═════ Material provided

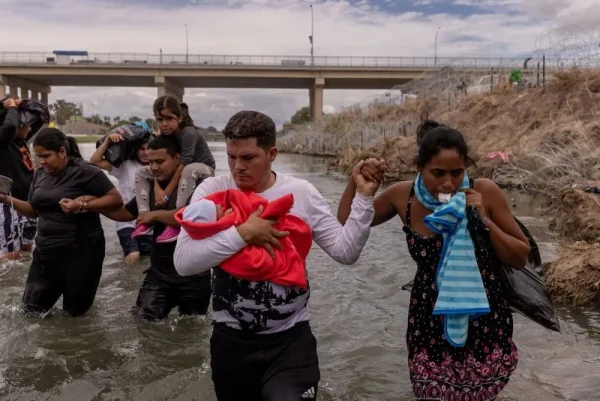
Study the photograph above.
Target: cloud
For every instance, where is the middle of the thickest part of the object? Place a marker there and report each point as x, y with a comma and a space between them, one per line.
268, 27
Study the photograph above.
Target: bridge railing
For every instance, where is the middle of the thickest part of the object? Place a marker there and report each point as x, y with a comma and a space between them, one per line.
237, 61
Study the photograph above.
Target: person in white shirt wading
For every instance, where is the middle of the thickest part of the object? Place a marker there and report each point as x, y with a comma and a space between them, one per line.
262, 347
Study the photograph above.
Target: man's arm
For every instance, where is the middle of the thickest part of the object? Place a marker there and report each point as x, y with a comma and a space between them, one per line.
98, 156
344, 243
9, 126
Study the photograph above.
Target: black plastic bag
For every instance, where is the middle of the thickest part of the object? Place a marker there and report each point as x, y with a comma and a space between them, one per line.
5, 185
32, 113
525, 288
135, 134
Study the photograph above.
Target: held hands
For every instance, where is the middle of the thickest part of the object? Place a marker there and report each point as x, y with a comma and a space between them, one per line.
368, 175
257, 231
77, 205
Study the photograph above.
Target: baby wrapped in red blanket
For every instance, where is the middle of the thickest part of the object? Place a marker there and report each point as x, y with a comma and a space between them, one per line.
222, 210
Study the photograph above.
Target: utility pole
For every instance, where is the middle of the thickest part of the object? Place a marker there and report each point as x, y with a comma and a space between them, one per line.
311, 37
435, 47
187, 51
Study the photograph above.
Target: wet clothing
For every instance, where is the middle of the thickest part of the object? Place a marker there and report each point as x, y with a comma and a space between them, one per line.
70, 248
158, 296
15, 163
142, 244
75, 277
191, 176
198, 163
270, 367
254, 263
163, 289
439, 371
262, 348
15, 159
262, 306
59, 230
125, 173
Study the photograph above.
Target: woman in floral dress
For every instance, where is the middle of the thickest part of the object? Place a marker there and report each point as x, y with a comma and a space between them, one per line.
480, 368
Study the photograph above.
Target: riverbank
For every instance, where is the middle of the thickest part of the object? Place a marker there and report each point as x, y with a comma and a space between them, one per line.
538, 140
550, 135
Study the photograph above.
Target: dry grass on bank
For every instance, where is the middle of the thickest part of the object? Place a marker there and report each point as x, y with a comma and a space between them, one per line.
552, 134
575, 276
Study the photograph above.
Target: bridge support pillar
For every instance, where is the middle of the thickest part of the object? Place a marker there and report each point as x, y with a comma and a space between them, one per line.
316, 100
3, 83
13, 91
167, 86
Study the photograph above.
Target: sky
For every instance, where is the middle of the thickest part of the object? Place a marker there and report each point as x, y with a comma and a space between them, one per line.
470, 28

══════════
═════ Material provided

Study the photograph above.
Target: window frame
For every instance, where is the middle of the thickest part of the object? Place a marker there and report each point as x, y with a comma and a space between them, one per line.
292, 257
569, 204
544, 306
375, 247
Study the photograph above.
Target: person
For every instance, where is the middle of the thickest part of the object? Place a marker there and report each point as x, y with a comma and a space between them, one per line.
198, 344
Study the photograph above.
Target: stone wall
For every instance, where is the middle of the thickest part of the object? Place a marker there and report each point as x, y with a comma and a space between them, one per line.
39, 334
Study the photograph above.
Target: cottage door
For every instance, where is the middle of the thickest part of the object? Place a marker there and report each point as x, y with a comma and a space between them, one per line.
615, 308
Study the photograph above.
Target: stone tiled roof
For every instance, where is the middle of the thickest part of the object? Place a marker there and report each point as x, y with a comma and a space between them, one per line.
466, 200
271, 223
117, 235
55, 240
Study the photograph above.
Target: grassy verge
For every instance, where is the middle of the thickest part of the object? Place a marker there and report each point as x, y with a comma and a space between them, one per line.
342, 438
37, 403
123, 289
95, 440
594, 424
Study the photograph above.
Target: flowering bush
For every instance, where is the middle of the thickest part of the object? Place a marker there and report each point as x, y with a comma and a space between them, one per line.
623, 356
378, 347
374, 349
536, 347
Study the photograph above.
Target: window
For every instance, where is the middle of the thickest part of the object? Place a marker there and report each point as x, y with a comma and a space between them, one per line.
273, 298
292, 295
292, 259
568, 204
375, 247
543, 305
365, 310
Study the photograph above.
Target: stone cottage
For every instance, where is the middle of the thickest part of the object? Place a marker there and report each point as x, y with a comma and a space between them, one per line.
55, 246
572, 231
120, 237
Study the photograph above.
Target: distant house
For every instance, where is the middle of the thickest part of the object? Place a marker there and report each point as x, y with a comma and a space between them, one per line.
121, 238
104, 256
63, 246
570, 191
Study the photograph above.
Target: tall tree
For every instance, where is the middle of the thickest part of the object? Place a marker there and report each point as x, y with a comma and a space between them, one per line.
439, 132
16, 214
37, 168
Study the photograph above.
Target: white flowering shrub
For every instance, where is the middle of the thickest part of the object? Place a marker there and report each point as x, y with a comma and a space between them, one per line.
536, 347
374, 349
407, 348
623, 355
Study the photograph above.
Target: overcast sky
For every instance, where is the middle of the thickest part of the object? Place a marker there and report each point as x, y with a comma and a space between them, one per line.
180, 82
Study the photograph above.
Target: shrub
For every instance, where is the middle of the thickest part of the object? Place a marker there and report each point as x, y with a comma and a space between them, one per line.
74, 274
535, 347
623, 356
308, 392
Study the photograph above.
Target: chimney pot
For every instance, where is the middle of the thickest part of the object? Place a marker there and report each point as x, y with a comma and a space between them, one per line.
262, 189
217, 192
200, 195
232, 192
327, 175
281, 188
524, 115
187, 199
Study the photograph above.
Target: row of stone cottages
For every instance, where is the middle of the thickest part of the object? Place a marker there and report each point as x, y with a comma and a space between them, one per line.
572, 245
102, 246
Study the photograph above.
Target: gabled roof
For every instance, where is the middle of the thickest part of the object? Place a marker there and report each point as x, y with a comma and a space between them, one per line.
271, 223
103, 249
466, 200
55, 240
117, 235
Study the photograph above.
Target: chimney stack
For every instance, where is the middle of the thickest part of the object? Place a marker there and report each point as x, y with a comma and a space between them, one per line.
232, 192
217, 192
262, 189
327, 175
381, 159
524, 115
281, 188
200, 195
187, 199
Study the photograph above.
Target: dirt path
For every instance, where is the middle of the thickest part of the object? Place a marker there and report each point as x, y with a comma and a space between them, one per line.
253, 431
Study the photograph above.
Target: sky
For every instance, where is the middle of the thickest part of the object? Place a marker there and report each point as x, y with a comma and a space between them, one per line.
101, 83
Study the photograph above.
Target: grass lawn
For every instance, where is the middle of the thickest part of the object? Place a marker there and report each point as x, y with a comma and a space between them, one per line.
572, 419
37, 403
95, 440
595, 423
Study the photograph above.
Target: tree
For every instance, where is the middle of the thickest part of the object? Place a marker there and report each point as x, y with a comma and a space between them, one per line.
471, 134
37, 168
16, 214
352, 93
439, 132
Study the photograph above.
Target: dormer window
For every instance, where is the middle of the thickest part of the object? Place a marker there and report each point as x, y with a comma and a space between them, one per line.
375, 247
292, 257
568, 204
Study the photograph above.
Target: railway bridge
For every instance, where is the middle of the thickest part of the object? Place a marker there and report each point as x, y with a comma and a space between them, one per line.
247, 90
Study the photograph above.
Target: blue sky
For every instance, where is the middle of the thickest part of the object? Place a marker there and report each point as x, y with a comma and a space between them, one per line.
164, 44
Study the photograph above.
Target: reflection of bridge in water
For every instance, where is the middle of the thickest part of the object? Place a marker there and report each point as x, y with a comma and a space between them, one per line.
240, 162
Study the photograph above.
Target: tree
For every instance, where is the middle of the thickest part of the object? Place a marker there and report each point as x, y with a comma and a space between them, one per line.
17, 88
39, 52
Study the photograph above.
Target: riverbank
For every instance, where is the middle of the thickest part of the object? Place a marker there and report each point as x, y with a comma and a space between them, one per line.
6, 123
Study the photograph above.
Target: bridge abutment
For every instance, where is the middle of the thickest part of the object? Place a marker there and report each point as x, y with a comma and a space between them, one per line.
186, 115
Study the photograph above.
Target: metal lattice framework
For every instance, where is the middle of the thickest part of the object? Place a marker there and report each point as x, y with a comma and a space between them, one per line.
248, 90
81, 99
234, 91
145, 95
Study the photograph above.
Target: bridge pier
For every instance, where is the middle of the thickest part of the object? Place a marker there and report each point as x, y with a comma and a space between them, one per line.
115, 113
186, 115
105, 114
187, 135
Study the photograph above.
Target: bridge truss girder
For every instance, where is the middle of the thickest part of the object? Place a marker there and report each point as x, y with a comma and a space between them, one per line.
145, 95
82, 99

══════════

Task objective
Wherever the word "bridge" turns up in a line of the entries above, copy that line.

Solution for this problem
Target: bridge railing
Target: bridge support pillar
Target: railway bridge
Target: reflection of bridge in water
Target: bridge abutment
Target: bridge pier
Target: bridge truss girder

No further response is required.